> **Material for the task**

==================================================

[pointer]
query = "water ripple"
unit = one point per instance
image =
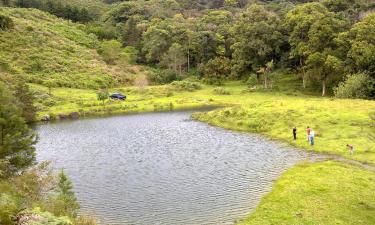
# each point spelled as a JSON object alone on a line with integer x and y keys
{"x": 164, "y": 168}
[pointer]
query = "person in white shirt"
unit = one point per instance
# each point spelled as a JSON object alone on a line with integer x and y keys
{"x": 312, "y": 136}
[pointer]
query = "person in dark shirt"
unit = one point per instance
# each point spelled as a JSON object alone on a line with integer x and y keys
{"x": 350, "y": 148}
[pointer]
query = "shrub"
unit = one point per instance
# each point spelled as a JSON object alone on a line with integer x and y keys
{"x": 221, "y": 91}
{"x": 6, "y": 23}
{"x": 186, "y": 85}
{"x": 216, "y": 70}
{"x": 252, "y": 80}
{"x": 358, "y": 85}
{"x": 110, "y": 51}
{"x": 163, "y": 76}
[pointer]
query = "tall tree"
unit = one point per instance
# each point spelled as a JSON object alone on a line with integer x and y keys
{"x": 313, "y": 29}
{"x": 175, "y": 58}
{"x": 258, "y": 40}
{"x": 17, "y": 140}
{"x": 357, "y": 46}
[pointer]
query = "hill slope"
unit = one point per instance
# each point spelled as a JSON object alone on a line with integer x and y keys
{"x": 43, "y": 47}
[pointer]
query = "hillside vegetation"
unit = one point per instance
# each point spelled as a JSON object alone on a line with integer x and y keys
{"x": 310, "y": 193}
{"x": 47, "y": 50}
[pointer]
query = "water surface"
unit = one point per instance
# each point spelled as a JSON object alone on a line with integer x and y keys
{"x": 164, "y": 168}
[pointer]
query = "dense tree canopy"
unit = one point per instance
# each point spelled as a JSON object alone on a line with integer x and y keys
{"x": 16, "y": 139}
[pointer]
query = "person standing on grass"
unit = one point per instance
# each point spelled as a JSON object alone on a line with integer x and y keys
{"x": 350, "y": 148}
{"x": 312, "y": 136}
{"x": 308, "y": 130}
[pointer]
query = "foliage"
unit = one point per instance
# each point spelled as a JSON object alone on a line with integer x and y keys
{"x": 16, "y": 139}
{"x": 221, "y": 91}
{"x": 56, "y": 49}
{"x": 358, "y": 85}
{"x": 258, "y": 40}
{"x": 313, "y": 29}
{"x": 141, "y": 82}
{"x": 110, "y": 51}
{"x": 66, "y": 11}
{"x": 217, "y": 70}
{"x": 103, "y": 95}
{"x": 186, "y": 85}
{"x": 358, "y": 46}
{"x": 174, "y": 58}
{"x": 26, "y": 101}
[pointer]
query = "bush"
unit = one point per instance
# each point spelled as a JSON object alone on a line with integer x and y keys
{"x": 216, "y": 70}
{"x": 186, "y": 85}
{"x": 163, "y": 76}
{"x": 252, "y": 81}
{"x": 6, "y": 23}
{"x": 358, "y": 85}
{"x": 221, "y": 91}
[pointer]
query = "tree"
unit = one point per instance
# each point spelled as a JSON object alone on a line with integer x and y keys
{"x": 265, "y": 71}
{"x": 359, "y": 85}
{"x": 17, "y": 140}
{"x": 25, "y": 101}
{"x": 156, "y": 42}
{"x": 174, "y": 59}
{"x": 110, "y": 51}
{"x": 357, "y": 46}
{"x": 313, "y": 30}
{"x": 258, "y": 40}
{"x": 216, "y": 70}
{"x": 131, "y": 34}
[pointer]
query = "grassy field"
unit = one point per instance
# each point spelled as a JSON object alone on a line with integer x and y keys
{"x": 311, "y": 193}
{"x": 319, "y": 193}
{"x": 336, "y": 122}
{"x": 42, "y": 47}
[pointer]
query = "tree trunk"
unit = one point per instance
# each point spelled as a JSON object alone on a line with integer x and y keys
{"x": 188, "y": 60}
{"x": 303, "y": 73}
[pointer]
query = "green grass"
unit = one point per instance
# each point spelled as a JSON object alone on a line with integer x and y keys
{"x": 336, "y": 122}
{"x": 43, "y": 47}
{"x": 319, "y": 193}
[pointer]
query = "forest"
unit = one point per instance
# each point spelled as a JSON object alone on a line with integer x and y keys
{"x": 270, "y": 65}
{"x": 328, "y": 44}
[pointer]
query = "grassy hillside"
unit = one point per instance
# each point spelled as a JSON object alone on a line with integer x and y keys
{"x": 44, "y": 48}
{"x": 319, "y": 193}
{"x": 336, "y": 122}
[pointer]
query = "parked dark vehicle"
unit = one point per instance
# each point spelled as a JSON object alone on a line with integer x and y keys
{"x": 117, "y": 96}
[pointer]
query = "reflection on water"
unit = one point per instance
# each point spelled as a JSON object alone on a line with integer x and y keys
{"x": 163, "y": 168}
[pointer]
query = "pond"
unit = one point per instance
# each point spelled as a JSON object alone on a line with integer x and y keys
{"x": 164, "y": 168}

==================================================

> **What to work on**
Keep the pictures out and write out the records exactly.

> **Answer to this exercise**
[pointer]
query = "water ripple"
unit = one point per instance
image =
# each point spelled as a JSON object alone on a line with integer x and y keys
{"x": 164, "y": 168}
[pointer]
query = "person in white shirt"
unit = one point per instance
# each point spelled as a JSON object alone on a line with integer x and y keys
{"x": 312, "y": 136}
[pointer]
query = "person in dark shirt"
unit = one point per instance
# each point spelled as a JSON object alone on a line with integer x and y keys
{"x": 350, "y": 148}
[pointer]
query = "shrub"
unit = one point per instance
# each point spelled as a JSON object alone on a line with integer x and y keys
{"x": 221, "y": 91}
{"x": 6, "y": 23}
{"x": 186, "y": 85}
{"x": 216, "y": 70}
{"x": 252, "y": 80}
{"x": 358, "y": 85}
{"x": 110, "y": 51}
{"x": 163, "y": 76}
[pointer]
query = "tall tree"
unit = one point per instance
# each point spelled as a JSON object alone on a line with integer x and y keys
{"x": 313, "y": 29}
{"x": 175, "y": 58}
{"x": 258, "y": 40}
{"x": 17, "y": 140}
{"x": 357, "y": 46}
[pointer]
query = "hill slope"
unit = one point per instance
# each point spelled as a JSON object alone on a line with integer x and y keys
{"x": 43, "y": 47}
[pointer]
query = "hillside vegetation"
unit = one point per instance
# each point spelled as a JSON object alone on a line with integer x and y keys
{"x": 310, "y": 193}
{"x": 47, "y": 50}
[pointer]
query = "water surface"
unit = one point per instance
# each point spelled as a JSON object alone on a line with integer x and y keys
{"x": 164, "y": 168}
[pointer]
query = "dense tree canopy"
unit = one point per instance
# each point spelled as a JSON object alone on a line with integer x and y keys
{"x": 16, "y": 139}
[pointer]
query = "person standing on grass"
unit = one point per instance
# each point spelled as a JSON object alone on a line with integer x and y keys
{"x": 350, "y": 148}
{"x": 312, "y": 136}
{"x": 308, "y": 130}
[pointer]
query = "foliage"
unit = one point per instance
# each point spelled as a JSON object alone on a line with integer x and y keys
{"x": 16, "y": 139}
{"x": 221, "y": 91}
{"x": 56, "y": 49}
{"x": 358, "y": 85}
{"x": 258, "y": 40}
{"x": 313, "y": 29}
{"x": 141, "y": 82}
{"x": 110, "y": 51}
{"x": 66, "y": 11}
{"x": 217, "y": 70}
{"x": 103, "y": 95}
{"x": 186, "y": 85}
{"x": 358, "y": 46}
{"x": 174, "y": 58}
{"x": 26, "y": 101}
[pointer]
query = "bush"
unit = one point per instance
# each point spelled as a JSON object alone on a line with integer x and y keys
{"x": 216, "y": 70}
{"x": 186, "y": 85}
{"x": 163, "y": 76}
{"x": 252, "y": 81}
{"x": 6, "y": 23}
{"x": 358, "y": 85}
{"x": 221, "y": 91}
[pointer]
query = "tree"
unit = one point per instance
# each point spelled as a JSON object alone on a line with integer x and y keys
{"x": 265, "y": 71}
{"x": 359, "y": 85}
{"x": 17, "y": 140}
{"x": 25, "y": 101}
{"x": 156, "y": 42}
{"x": 174, "y": 59}
{"x": 110, "y": 51}
{"x": 357, "y": 46}
{"x": 313, "y": 30}
{"x": 258, "y": 40}
{"x": 216, "y": 70}
{"x": 131, "y": 34}
[pointer]
query = "grassy field"
unit = one point per instance
# each point spelled as a JSON object alone on a line with integer x and y keys
{"x": 311, "y": 193}
{"x": 319, "y": 193}
{"x": 336, "y": 122}
{"x": 42, "y": 47}
[pointer]
query = "tree trunk"
unit = one point per instance
# each point spelled as a JSON object alone on a line with integer x and y keys
{"x": 188, "y": 60}
{"x": 303, "y": 73}
[pointer]
query = "green grass"
unit = one point per instance
# each point spelled as a JSON object alone on a line with integer x and y keys
{"x": 336, "y": 122}
{"x": 43, "y": 47}
{"x": 319, "y": 193}
[pointer]
query = "forest"
unit = one point per instance
# each point spelled as a JSON object alone on a line with integer x and y keys
{"x": 270, "y": 65}
{"x": 328, "y": 44}
[pointer]
query = "grassy hillside"
unit = one point per instance
# each point spelled as a JSON object alone on a line with integer x and y keys
{"x": 44, "y": 48}
{"x": 319, "y": 193}
{"x": 336, "y": 122}
[pointer]
query = "parked dark vehicle"
unit = one point per instance
# each point spelled as a JSON object alone on a line with integer x and y keys
{"x": 117, "y": 96}
[pointer]
query = "reflection on water"
unit = one point per instance
# each point spelled as a JSON object alone on a line with integer x and y keys
{"x": 163, "y": 168}
[pointer]
query = "pond"
unit = one point per instance
# each point spelled as a JSON object alone on a line with integer x and y keys
{"x": 164, "y": 168}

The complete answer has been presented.